>> begin

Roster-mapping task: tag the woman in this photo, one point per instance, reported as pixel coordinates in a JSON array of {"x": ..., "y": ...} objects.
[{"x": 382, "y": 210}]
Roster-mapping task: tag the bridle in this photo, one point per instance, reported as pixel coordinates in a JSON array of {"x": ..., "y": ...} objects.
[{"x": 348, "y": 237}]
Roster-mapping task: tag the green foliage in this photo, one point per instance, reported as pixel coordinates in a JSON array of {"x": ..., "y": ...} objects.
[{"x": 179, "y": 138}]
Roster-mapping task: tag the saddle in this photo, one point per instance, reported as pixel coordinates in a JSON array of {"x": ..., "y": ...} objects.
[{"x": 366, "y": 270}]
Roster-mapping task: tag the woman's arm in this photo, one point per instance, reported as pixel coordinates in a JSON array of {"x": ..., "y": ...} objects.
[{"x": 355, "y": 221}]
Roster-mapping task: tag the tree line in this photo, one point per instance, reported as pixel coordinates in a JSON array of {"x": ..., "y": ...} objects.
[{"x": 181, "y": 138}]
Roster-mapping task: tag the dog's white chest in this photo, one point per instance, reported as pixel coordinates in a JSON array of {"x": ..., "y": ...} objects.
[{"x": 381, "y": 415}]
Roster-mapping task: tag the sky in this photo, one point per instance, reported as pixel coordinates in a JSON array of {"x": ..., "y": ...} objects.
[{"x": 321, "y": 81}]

>> end
>> begin

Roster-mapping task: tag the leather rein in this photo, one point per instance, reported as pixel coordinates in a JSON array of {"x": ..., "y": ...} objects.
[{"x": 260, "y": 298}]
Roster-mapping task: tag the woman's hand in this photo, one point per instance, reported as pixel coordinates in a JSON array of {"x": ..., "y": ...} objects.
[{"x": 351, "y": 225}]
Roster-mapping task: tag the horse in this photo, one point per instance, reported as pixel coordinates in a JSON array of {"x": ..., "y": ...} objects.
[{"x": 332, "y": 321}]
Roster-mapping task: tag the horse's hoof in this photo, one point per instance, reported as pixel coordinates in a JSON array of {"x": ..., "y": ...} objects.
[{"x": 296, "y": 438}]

>> end

▸ The request
Locate each line of the material above that contains the word "horse" and copy those lines out. Case counts.

▸ Answer in full
Roster-mapping task: tag the horse in this photo, one point per instance, reported as pixel coordinates in a JSON array of {"x": ..., "y": ...} objects.
Roster-mapping task: tag the horse's hoof in this photo, one point per instance, reported as pixel coordinates in a JSON array of {"x": ..., "y": ...} objects.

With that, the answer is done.